» **Exercise**:
Copy out the rows below, swapping "throughout" for "in every path" and leaving everything else unchanged.

» **Input records**:
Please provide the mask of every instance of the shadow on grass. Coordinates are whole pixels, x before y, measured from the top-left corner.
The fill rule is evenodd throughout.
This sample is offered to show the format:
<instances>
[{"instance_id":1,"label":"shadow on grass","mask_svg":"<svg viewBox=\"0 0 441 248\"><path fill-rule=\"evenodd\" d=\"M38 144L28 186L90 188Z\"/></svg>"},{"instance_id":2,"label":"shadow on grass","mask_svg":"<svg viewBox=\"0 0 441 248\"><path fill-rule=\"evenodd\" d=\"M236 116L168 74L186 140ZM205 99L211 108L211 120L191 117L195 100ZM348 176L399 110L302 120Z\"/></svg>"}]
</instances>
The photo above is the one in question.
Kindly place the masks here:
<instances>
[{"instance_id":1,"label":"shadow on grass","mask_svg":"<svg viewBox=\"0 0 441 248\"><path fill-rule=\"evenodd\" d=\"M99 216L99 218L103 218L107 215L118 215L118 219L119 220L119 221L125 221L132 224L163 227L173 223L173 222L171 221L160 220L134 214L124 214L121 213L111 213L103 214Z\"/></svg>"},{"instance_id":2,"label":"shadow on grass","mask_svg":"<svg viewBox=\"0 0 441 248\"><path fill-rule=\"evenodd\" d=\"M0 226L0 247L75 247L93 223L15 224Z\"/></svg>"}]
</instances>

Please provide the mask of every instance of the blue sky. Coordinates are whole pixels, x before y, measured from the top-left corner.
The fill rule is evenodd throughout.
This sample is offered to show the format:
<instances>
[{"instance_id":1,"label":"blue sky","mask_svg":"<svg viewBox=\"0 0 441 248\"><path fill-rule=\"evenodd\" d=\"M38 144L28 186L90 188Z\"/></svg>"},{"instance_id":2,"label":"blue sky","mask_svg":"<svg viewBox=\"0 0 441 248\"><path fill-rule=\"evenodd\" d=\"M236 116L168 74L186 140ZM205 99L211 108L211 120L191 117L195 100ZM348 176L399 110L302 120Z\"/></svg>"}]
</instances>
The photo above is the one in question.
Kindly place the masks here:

» **Output for this exercise**:
Please provide the mask of every instance of the shadow on grass. Coordinates are whole pixels, x before y, measured from the top-left corner.
The fill rule is evenodd in every path.
This sample is offered to show the format:
<instances>
[{"instance_id":1,"label":"shadow on grass","mask_svg":"<svg viewBox=\"0 0 441 248\"><path fill-rule=\"evenodd\" d=\"M38 144L28 186L90 188Z\"/></svg>"},{"instance_id":2,"label":"shadow on grass","mask_svg":"<svg viewBox=\"0 0 441 248\"><path fill-rule=\"evenodd\" d=\"M236 116L168 74L186 140ZM205 99L211 108L211 120L191 117L195 100ZM348 176L399 110L302 120Z\"/></svg>"}]
</instances>
The photo above is the one in question.
Kindly place the masks here:
<instances>
[{"instance_id":1,"label":"shadow on grass","mask_svg":"<svg viewBox=\"0 0 441 248\"><path fill-rule=\"evenodd\" d=\"M99 216L99 218L103 218L107 215L118 215L118 219L119 220L119 221L125 221L132 224L163 227L173 223L173 222L171 221L160 220L134 214L124 214L121 213L111 213L103 214Z\"/></svg>"},{"instance_id":2,"label":"shadow on grass","mask_svg":"<svg viewBox=\"0 0 441 248\"><path fill-rule=\"evenodd\" d=\"M0 226L0 247L75 247L93 223L15 224Z\"/></svg>"}]
</instances>

Please provide the mask of every instance of the blue sky. Coordinates are whole pixels, x before y, measured from the top-left corner.
The fill rule is evenodd in every path.
This sample is offered to show the format:
<instances>
[{"instance_id":1,"label":"blue sky","mask_svg":"<svg viewBox=\"0 0 441 248\"><path fill-rule=\"evenodd\" d=\"M38 144L28 186L90 188Z\"/></svg>"},{"instance_id":2,"label":"blue sky","mask_svg":"<svg viewBox=\"0 0 441 248\"><path fill-rule=\"evenodd\" d=\"M236 116L168 74L186 140ZM205 99L211 108L211 120L191 117L195 100ZM348 176L399 110L302 120Z\"/></svg>"}]
</instances>
The photo above is the one in question.
Kindly place the masks here:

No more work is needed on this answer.